WORK ITEM => Among the records below, find each line that includes the string "fine" and copy it.

DATA =>
..............................

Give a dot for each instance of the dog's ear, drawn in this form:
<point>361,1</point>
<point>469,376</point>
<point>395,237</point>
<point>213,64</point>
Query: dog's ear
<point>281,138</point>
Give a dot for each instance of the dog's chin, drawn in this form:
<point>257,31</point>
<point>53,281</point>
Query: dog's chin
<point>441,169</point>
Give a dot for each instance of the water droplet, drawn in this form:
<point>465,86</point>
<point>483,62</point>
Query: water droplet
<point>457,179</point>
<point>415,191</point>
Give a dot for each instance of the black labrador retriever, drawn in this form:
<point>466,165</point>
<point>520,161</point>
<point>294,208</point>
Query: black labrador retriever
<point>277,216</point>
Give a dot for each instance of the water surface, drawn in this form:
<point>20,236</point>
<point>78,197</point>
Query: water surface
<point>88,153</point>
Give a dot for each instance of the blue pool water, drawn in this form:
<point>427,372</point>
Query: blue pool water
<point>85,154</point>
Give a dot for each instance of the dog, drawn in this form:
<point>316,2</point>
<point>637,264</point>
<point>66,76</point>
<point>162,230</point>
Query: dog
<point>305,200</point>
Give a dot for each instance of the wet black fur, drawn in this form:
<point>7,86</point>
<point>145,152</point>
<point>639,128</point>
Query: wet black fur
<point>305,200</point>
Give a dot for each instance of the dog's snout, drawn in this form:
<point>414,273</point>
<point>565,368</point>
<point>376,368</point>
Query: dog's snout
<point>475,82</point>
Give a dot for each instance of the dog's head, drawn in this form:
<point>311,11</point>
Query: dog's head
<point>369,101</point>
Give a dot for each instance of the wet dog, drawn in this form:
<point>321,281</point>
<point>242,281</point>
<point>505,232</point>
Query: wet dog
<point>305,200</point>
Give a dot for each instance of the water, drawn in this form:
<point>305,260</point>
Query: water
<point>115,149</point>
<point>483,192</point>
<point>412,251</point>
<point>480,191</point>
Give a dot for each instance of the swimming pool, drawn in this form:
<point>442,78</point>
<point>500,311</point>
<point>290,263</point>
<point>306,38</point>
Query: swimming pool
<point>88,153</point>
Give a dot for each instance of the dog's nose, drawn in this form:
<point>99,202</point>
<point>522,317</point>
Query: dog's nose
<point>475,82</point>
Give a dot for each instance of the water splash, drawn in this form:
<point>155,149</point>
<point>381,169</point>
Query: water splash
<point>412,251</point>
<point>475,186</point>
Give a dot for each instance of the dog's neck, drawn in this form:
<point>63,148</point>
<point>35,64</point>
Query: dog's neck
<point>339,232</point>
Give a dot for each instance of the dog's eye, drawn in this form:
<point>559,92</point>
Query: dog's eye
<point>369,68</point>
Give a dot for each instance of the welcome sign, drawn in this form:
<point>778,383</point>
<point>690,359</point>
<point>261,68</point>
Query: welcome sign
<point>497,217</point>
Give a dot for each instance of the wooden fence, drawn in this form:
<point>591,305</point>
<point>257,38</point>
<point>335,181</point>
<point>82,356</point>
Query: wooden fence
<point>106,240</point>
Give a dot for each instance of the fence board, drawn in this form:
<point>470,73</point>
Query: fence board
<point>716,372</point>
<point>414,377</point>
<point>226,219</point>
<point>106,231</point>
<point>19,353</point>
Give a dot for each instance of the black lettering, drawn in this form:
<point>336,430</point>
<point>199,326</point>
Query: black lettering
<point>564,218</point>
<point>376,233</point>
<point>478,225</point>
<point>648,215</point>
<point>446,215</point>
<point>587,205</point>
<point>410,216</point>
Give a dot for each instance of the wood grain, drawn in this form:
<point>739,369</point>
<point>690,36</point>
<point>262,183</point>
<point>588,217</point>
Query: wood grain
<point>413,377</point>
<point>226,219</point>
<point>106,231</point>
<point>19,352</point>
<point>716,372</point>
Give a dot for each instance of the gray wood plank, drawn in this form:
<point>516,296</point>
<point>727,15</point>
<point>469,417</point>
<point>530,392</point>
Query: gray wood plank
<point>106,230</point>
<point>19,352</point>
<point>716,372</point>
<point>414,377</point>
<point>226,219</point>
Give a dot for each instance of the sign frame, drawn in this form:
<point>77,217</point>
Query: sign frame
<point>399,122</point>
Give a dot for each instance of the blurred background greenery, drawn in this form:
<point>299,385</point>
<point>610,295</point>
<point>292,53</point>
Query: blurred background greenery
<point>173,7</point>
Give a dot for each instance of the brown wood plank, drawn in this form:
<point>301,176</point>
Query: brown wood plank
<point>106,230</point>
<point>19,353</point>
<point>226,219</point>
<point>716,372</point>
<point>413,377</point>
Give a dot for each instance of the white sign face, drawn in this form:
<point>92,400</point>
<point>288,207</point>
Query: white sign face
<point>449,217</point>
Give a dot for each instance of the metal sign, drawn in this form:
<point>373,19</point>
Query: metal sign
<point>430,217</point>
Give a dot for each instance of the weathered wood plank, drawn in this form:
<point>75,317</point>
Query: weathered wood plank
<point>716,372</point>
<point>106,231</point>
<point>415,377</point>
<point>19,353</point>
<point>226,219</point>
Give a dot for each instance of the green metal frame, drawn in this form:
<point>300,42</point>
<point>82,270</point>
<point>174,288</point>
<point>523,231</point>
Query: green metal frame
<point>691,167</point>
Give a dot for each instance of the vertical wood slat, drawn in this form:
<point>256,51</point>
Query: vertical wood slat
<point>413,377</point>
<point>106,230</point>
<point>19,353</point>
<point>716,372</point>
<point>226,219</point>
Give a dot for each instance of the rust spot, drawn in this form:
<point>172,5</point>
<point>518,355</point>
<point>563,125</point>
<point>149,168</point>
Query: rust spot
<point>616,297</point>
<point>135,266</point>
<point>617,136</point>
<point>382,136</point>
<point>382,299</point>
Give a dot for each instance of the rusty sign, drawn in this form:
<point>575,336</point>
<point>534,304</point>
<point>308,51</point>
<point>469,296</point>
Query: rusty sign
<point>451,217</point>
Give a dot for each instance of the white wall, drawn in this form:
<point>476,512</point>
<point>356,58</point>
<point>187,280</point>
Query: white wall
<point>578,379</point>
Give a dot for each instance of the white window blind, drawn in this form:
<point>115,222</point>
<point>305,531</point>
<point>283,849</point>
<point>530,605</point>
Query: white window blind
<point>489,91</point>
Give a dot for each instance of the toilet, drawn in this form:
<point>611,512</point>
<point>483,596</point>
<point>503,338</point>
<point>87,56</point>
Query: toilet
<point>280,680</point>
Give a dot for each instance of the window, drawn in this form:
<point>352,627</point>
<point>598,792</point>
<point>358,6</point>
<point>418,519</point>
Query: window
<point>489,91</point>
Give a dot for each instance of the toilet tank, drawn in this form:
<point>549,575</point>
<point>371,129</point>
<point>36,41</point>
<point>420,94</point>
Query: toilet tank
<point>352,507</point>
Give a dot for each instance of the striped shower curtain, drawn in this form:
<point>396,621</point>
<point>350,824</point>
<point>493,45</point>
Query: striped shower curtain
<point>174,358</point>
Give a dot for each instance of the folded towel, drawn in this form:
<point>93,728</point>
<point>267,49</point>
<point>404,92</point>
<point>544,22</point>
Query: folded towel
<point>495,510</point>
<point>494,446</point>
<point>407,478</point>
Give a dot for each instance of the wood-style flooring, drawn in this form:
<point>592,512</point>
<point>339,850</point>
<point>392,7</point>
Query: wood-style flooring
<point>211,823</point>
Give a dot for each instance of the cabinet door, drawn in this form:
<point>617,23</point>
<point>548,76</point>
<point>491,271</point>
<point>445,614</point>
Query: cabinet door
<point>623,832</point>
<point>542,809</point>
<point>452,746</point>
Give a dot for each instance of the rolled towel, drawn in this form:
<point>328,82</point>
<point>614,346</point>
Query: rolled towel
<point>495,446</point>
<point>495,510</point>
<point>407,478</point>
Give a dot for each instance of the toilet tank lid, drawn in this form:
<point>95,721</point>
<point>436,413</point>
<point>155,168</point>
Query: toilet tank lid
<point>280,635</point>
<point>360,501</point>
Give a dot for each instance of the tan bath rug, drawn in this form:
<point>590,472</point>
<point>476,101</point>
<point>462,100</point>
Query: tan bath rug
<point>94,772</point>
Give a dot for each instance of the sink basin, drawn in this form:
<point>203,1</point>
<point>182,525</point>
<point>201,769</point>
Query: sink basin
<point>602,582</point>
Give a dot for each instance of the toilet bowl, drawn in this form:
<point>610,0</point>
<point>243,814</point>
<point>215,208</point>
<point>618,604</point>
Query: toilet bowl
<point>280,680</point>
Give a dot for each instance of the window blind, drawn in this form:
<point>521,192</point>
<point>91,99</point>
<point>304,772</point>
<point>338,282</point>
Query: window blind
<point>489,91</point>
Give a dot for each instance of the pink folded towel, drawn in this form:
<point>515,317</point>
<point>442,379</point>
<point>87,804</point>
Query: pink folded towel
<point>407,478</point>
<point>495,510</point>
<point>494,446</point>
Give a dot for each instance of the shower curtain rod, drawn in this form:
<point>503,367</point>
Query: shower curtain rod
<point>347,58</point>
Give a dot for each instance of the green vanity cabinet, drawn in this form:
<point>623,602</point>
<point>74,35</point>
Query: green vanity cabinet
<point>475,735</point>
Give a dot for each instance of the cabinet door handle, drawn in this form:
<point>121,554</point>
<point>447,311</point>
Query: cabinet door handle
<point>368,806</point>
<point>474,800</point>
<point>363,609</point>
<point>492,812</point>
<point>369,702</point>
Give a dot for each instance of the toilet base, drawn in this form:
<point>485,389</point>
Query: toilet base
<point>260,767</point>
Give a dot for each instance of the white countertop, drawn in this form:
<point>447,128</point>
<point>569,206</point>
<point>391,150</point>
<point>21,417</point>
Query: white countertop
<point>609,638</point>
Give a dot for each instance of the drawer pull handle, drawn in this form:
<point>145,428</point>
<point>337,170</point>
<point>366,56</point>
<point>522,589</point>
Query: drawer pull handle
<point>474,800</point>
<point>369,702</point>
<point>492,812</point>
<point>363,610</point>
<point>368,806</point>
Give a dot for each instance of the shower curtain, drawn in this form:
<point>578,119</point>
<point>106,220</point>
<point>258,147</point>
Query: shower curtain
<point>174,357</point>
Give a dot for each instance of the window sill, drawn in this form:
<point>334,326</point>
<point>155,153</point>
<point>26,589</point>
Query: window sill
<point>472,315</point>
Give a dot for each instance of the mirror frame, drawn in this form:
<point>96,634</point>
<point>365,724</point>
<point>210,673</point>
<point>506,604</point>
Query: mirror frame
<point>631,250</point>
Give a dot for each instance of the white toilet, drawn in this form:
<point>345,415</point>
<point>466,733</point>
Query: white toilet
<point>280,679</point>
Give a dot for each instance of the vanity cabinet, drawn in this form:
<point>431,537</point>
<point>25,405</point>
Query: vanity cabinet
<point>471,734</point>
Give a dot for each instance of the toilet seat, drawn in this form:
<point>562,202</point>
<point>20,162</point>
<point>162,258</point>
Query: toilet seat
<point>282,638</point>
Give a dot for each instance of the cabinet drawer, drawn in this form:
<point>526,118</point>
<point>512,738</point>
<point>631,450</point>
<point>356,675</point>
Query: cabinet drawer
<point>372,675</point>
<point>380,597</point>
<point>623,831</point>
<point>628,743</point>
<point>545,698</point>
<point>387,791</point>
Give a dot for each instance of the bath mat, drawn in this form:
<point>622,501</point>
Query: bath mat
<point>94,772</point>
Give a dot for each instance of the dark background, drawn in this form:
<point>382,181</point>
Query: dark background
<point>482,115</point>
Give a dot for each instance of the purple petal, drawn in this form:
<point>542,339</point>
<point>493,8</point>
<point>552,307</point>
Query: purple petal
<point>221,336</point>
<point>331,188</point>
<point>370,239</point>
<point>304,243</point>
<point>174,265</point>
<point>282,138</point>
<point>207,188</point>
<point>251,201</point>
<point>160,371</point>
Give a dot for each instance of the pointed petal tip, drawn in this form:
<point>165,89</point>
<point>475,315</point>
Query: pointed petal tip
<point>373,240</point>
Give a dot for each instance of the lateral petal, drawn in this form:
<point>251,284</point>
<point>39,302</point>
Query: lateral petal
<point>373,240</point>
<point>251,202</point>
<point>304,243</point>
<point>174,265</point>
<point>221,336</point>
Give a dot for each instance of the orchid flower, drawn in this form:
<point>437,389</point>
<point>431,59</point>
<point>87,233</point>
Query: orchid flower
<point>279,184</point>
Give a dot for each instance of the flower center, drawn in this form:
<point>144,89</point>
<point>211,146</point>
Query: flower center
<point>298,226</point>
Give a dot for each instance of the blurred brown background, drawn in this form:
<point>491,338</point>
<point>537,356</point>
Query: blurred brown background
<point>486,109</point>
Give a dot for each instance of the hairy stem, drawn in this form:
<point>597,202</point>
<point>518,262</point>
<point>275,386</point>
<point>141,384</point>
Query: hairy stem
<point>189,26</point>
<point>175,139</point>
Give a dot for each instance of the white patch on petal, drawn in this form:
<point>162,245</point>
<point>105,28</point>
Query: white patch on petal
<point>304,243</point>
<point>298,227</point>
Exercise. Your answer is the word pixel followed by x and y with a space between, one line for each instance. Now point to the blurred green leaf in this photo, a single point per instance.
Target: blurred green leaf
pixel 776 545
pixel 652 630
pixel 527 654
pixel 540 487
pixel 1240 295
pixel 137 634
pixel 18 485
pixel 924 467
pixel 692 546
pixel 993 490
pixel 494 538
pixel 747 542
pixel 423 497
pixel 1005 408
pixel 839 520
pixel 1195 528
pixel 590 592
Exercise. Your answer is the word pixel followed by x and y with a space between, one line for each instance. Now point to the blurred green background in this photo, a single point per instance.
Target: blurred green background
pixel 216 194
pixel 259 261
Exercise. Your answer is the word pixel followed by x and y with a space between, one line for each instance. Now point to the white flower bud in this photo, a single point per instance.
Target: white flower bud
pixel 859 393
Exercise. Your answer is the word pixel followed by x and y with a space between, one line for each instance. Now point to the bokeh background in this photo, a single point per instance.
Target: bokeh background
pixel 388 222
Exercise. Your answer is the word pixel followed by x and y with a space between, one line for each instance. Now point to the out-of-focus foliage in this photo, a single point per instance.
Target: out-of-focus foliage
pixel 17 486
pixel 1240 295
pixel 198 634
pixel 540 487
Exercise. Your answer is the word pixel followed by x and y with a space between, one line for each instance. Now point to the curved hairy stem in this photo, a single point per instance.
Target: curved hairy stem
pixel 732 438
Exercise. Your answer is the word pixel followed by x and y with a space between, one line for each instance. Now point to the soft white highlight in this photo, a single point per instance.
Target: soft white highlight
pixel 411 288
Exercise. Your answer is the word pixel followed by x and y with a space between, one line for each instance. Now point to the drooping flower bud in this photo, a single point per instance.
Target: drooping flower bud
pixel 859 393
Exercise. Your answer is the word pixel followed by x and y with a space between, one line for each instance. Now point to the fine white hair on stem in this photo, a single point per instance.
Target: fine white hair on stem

..............................

WRITTEN ANSWER =>
Exercise. Your answer is the word pixel followed by x and y with a space between, one line for each instance. Now point to the fine white hair on stem in this photo, a single point per instance.
Target: fine white hair on stem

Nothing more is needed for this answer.